• _Task objective_
Write out every entry, unchanged. Skip any picture.

• _Given records_
^^^^

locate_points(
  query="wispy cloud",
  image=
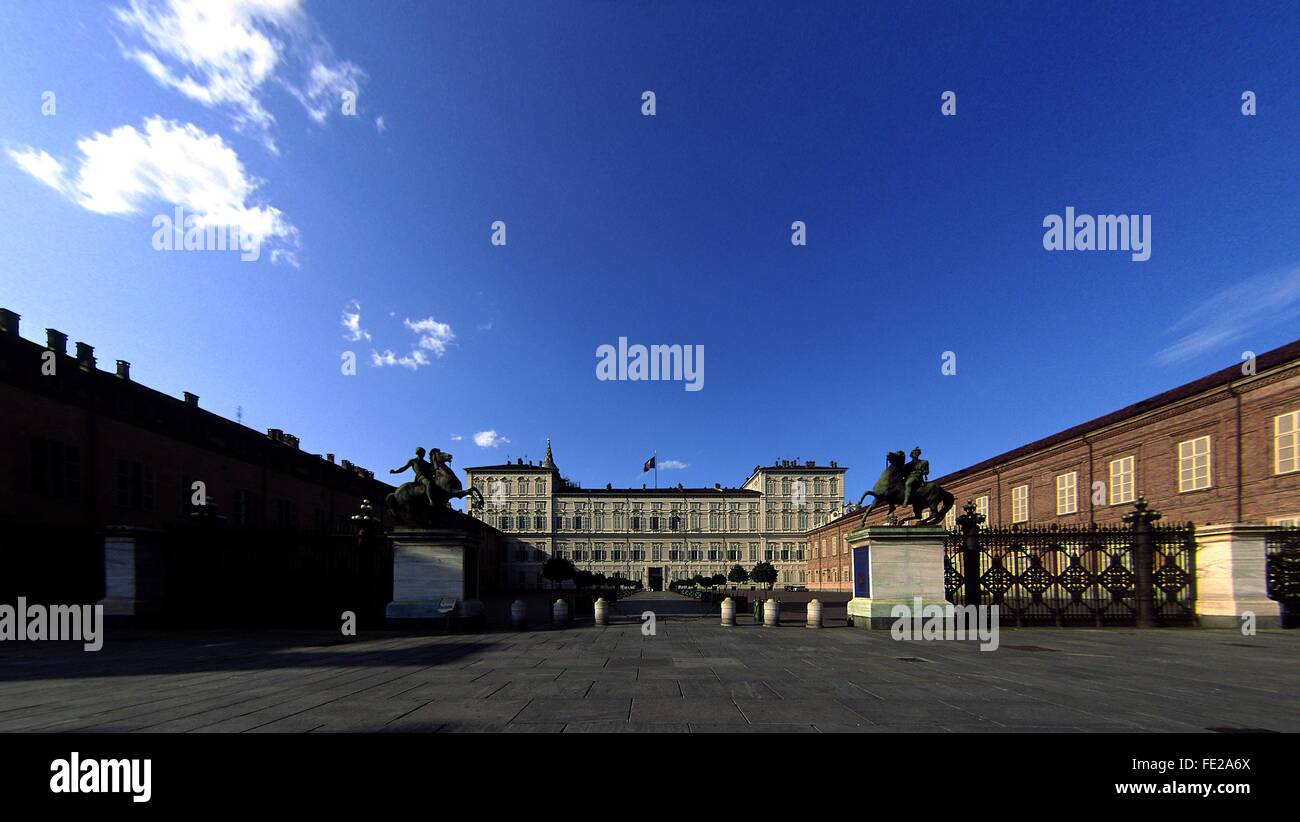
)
(1229, 316)
(411, 360)
(228, 55)
(489, 440)
(433, 336)
(430, 336)
(178, 164)
(352, 323)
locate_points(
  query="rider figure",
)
(423, 472)
(915, 472)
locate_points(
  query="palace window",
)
(1067, 493)
(56, 470)
(134, 485)
(1194, 464)
(1121, 480)
(1021, 503)
(1286, 442)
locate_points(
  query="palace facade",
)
(655, 535)
(1221, 449)
(85, 448)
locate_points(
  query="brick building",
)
(83, 448)
(1221, 449)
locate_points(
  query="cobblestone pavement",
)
(690, 675)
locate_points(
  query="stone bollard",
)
(814, 613)
(771, 613)
(728, 613)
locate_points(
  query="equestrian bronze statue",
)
(908, 483)
(428, 498)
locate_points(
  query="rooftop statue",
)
(427, 500)
(908, 483)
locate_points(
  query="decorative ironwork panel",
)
(1282, 572)
(1073, 576)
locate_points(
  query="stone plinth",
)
(133, 572)
(1230, 576)
(432, 566)
(893, 565)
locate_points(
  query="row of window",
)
(1194, 474)
(537, 522)
(788, 552)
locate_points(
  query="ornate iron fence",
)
(1070, 576)
(1283, 572)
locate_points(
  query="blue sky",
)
(924, 233)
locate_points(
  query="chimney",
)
(86, 355)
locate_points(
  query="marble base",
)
(430, 566)
(133, 572)
(893, 565)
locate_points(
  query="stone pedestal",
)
(893, 565)
(1230, 576)
(432, 566)
(133, 572)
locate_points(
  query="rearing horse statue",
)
(891, 488)
(428, 497)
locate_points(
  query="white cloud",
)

^^^^

• _Output for this task_
locate_points(
  query="wispy cloud",
  image=
)
(1229, 316)
(411, 360)
(228, 55)
(489, 440)
(433, 336)
(430, 336)
(178, 164)
(352, 323)
locate_points(
  query="rider figure",
)
(423, 472)
(915, 472)
locate_points(
  query="palace window",
)
(1067, 493)
(56, 470)
(134, 485)
(1194, 464)
(1121, 480)
(1021, 503)
(1286, 442)
locate_points(
  query="palace facade",
)
(655, 535)
(1221, 449)
(85, 448)
locate_points(
  query="brick building",
)
(83, 448)
(1221, 449)
locate_points(
  query="cobblestone pavement",
)
(690, 675)
locate_points(
  query="stone bollard",
)
(814, 613)
(771, 613)
(728, 613)
locate_points(
  query="equestrian bronze statue",
)
(908, 483)
(428, 498)
locate_points(
  query="rooftop statue",
)
(427, 500)
(908, 483)
locate_points(
  query="decorative ironwork panel",
)
(1282, 572)
(1073, 576)
locate_points(
  query="stone plinth",
)
(133, 572)
(1230, 576)
(432, 566)
(893, 565)
locate_points(
  query="row of window",
)
(1194, 474)
(537, 522)
(788, 552)
locate_points(
  query="ornate iron fence",
)
(1070, 576)
(1283, 572)
locate_points(
  query="blue sky",
)
(924, 233)
locate_points(
  query="chimney",
)
(86, 355)
locate_points(
  query="marble base",
)
(430, 566)
(133, 572)
(893, 565)
locate_points(
  query="stone pedestal",
)
(893, 565)
(1230, 576)
(432, 566)
(133, 572)
locate_points(
  query="rearing horse statue",
)
(891, 488)
(428, 497)
locate_points(
  query="white cloud",
)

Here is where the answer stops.